**EXERCISE INSTRUCTIONS:**
1. For the column on unemployment insurance, decide whether each statement below agrees with it. Answer yes or no for each, and quote the words from the column that settle it.
(a) The writer was put on a two-week furlough.
(b) The writer got a reply after leaving a voicemail with a state unemployment office.
(c) Andrea Michel spent 19 hours on hold in one week.
2. Answer these questions using the column on unemployment insurance.
(a) About how many members did the Facebook group the writer picked already have?
(b) What job was Andrea Michel laid off from?
(c) How long did the writer once stay on hold before the call disconnected?

**GIVEN TEXT:**
BEGIN
Parents Talk Back by Aisha Sultan

The Struggle to Get Unemployment Insurance

When the pandemic decimated ad revenue at newspapers around the country, I was one of dozens of employees at the St. Louis Post-Dispatch put on a two-week furlough. Shortly after, I joined the millions of people currently trying to access unemployment benefits.

I got worried when the phrase “issue on file” showed up on my online application. It was too early in the waiting game for me to feel anxious about whether I would see any money, but this was my first time navigating this state bureaucracy.

I tried calling one of the state unemployment offices three times. Once, I stayed on hold for two hours -- only for the call to mysteriously disconnect. Another time, I left a voicemail, but never heard back. Yet another time, I heard a recording that said the hold queue was full and to try back the next day.

More than 44 million people across the country have applied for state jobless benefits since mid-March. Several Facebook support groups have formed for those trying to get benefits. At a colleague’s suggestion, I joined such a group.

The one I picked already had nearly 1,200 members. Reading the posts felt like standing in a virtual line and listening to the horror stories of the people next to you.

I talked to Andrea Michel, 41, of Steelville, Missouri, who has been dealing with the system since March, when she was laid off from her job as a reservations agent for Hilton hotels. She tried to log into the state’s benefits application system, but her sign-in didn’t work. It took two weeks to reach someone to fix that hurdle. Then her claim was rejected, perhaps because she had switched jobs in February.

Every day, she would call and wait on hold to talk to someone. She calculated the time spent on these calls: In one week, she spent 19 hours on hold.

“There were days when I sat on the phone for six hours,” she said. She finally got approved and received payment for one week. The next week, the system said her claim had expired.

Back to the phones.
END
**DATA RECORDS:**
BEGIN
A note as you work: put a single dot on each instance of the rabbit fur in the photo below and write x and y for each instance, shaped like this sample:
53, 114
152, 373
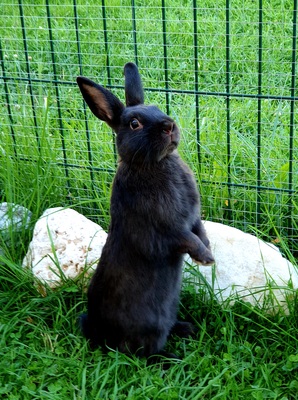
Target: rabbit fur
133, 295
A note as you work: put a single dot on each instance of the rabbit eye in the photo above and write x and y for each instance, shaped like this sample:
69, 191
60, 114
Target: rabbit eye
134, 124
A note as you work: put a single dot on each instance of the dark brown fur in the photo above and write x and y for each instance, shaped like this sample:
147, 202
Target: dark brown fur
155, 218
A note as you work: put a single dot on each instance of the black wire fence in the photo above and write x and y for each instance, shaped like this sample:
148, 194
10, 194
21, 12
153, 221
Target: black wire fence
225, 70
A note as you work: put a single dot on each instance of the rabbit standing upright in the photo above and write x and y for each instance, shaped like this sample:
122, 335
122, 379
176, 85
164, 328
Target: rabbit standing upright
155, 218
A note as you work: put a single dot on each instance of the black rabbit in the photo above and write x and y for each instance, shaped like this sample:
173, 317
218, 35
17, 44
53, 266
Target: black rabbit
155, 218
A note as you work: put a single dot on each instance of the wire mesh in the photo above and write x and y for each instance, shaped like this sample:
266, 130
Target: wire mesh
225, 70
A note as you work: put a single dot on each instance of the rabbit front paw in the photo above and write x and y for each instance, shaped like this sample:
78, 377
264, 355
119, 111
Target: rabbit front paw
203, 258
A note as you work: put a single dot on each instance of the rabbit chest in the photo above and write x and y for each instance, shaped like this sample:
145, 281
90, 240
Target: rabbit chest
160, 200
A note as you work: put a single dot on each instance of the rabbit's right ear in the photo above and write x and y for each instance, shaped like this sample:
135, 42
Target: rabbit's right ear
134, 93
101, 102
END
**YOUR RESPONSES:**
1.
(a) Yes: "put on a two-week furlough"
(b) No: "I left a voicemail, but never heard back"
(c) Yes: "In one week, she spent 19 hours on hold"

2.
(a) Nearly 1,200
(b) Reservations agent for Hilton hotels
(c) Two hours